| Written exercise |
Exactly as given, write out the lines from the one containing "the brick ruin." through the end of the listing, with both ends included and nothing else.

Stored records
....
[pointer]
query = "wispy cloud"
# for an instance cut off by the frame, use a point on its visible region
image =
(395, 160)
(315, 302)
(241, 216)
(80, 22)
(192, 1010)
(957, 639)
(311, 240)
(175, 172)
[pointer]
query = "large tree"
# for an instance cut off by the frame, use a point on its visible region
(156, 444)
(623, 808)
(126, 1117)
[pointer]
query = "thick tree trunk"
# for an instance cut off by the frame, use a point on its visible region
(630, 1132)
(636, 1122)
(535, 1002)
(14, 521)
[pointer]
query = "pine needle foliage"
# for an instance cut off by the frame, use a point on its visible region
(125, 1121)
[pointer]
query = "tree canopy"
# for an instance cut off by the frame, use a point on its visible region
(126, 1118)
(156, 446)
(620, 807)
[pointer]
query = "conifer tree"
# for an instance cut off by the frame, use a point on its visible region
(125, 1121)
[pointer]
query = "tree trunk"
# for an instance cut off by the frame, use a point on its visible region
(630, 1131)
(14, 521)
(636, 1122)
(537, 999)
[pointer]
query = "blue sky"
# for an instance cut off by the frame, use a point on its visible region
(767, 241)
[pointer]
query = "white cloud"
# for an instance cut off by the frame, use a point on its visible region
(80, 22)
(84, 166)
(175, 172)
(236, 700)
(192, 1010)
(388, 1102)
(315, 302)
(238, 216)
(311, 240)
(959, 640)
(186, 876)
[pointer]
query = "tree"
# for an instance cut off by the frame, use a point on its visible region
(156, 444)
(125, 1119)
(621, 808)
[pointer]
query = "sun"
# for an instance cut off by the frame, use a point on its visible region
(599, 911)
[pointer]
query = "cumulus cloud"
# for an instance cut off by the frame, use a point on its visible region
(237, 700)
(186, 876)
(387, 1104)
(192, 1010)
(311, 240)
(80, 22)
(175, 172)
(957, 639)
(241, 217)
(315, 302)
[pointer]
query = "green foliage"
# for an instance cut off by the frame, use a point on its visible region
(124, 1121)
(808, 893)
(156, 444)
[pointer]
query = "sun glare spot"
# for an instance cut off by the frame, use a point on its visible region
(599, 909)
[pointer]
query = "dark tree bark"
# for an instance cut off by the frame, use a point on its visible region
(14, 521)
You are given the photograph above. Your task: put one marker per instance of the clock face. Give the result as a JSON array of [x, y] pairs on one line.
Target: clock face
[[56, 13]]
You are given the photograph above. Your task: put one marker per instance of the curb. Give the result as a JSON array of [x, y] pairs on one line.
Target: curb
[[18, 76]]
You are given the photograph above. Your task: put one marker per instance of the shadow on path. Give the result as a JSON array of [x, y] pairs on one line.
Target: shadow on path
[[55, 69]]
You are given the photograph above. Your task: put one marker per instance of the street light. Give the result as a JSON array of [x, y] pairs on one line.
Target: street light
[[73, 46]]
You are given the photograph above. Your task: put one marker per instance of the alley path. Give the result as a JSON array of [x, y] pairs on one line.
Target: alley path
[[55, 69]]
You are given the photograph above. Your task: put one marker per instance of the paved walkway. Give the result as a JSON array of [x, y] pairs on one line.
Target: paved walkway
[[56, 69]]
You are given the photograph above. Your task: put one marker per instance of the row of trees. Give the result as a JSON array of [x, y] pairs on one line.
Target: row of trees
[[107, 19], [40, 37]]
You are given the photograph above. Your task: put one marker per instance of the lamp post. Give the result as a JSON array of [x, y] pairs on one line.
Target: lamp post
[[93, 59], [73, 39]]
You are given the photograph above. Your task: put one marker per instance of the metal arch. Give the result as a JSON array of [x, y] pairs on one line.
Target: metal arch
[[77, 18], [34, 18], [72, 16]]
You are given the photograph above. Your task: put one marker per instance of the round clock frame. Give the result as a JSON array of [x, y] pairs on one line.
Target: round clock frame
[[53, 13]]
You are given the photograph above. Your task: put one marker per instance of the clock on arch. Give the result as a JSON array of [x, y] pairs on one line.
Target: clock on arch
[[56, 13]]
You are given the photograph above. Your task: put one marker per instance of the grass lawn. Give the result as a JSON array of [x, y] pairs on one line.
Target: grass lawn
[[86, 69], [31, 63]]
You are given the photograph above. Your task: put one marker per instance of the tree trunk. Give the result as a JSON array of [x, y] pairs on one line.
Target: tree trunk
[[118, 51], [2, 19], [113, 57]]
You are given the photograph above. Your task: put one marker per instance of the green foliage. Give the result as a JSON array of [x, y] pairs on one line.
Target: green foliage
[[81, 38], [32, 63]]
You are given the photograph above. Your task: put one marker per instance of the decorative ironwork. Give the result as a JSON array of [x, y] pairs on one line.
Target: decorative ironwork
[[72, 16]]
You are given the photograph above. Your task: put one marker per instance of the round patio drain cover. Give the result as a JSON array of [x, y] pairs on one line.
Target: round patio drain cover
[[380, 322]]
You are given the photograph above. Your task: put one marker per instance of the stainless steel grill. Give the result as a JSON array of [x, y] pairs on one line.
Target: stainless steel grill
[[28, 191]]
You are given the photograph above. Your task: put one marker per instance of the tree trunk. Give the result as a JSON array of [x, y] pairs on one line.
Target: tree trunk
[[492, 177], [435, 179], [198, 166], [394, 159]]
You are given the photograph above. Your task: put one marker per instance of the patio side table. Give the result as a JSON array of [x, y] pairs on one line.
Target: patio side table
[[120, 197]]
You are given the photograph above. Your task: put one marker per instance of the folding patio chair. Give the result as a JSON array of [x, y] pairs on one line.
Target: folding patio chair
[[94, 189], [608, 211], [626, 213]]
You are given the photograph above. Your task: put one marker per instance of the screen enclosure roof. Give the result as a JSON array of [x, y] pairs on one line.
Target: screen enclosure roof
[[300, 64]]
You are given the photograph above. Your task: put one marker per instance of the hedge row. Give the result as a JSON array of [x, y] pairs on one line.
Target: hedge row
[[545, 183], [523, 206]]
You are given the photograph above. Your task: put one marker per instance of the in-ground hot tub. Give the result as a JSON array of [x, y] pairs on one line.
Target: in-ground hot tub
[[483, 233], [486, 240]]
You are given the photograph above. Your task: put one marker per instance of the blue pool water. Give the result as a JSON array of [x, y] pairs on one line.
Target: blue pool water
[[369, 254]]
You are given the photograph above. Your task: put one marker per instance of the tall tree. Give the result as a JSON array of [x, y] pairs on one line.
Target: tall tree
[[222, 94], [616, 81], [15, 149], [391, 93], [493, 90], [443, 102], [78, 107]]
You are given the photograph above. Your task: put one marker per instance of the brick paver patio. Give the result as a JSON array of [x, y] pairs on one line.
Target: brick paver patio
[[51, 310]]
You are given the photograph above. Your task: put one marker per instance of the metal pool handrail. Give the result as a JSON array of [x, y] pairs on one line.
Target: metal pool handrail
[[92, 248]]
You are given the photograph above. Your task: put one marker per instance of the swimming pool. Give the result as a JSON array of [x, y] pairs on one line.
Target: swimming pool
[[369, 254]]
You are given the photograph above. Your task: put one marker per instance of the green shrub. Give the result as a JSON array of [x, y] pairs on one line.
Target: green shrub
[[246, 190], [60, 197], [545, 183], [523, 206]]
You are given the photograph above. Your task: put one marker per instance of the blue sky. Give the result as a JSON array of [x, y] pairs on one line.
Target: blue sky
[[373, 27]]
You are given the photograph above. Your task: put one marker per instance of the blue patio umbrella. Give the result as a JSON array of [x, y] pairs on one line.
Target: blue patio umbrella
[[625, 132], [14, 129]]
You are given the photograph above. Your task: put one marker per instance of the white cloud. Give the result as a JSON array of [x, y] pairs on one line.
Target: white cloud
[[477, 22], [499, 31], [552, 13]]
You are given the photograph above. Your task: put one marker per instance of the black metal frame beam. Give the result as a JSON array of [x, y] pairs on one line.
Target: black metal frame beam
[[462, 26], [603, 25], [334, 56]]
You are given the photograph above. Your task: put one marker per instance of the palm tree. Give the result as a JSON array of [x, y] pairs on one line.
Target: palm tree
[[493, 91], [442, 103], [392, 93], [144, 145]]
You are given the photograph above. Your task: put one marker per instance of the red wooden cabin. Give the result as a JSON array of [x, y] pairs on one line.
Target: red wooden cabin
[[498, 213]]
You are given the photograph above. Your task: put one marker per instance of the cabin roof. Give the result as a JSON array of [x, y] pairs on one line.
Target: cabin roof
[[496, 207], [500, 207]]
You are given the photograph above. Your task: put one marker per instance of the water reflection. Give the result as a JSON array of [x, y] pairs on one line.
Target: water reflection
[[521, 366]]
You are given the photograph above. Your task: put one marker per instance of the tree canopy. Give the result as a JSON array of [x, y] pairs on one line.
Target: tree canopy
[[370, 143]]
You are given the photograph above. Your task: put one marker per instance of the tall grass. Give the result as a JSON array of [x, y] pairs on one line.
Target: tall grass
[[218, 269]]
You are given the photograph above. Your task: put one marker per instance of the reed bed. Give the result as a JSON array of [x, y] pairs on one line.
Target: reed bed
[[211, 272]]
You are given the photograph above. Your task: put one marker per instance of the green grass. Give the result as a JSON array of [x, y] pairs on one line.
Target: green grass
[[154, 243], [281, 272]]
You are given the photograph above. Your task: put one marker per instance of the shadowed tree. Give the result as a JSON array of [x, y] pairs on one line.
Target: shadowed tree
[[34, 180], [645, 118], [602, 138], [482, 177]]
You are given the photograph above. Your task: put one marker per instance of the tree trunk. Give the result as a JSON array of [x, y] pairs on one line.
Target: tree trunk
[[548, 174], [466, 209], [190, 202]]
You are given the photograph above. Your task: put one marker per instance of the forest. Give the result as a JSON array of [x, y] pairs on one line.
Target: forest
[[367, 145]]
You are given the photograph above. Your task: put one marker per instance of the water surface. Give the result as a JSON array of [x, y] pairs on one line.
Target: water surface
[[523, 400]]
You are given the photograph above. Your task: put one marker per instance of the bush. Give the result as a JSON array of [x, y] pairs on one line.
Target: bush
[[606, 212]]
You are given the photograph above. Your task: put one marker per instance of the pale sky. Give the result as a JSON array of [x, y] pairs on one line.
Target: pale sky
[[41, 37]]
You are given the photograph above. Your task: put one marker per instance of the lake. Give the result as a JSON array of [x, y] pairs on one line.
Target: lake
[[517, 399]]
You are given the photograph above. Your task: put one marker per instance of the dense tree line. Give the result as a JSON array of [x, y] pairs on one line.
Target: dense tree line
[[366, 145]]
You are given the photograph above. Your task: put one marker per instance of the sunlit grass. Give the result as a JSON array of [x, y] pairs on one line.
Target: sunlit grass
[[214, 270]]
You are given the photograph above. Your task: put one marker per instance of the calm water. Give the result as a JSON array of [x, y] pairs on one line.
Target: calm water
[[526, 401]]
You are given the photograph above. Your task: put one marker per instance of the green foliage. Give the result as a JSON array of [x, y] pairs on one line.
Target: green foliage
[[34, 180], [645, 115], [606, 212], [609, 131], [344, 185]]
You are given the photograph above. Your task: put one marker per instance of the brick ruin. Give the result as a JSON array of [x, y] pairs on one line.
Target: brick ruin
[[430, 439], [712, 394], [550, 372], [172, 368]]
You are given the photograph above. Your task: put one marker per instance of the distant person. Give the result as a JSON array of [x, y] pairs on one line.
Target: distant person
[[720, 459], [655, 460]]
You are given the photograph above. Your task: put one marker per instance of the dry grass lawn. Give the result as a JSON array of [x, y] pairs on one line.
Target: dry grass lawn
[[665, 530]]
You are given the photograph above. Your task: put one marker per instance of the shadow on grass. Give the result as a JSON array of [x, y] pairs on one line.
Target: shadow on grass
....
| Answer to the task |
You are given the photograph above. Your task: put one marker per instance of the brick ruin. Give the result as a JSON array of [x, y] pairs on one line.
Target: brick ruin
[[430, 439], [712, 394], [550, 372], [172, 368]]
You are given the photograph above. Your task: put one marker per instance of the distant person. Give the result as a JSON array of [x, y] pairs on one line.
Target: distant person
[[720, 459], [655, 460]]
You are given the photograph above. Your task: put one marker per instance of the dry grass lawn. Give the result as a JSON array of [x, y] pairs on one line.
Target: dry grass lawn
[[665, 530]]
You are given the photograph above. Your task: put one marker per instance of the shadow on grass. Give the result as a JSON array of [x, y] pairs on one line.
Target: shadow on grass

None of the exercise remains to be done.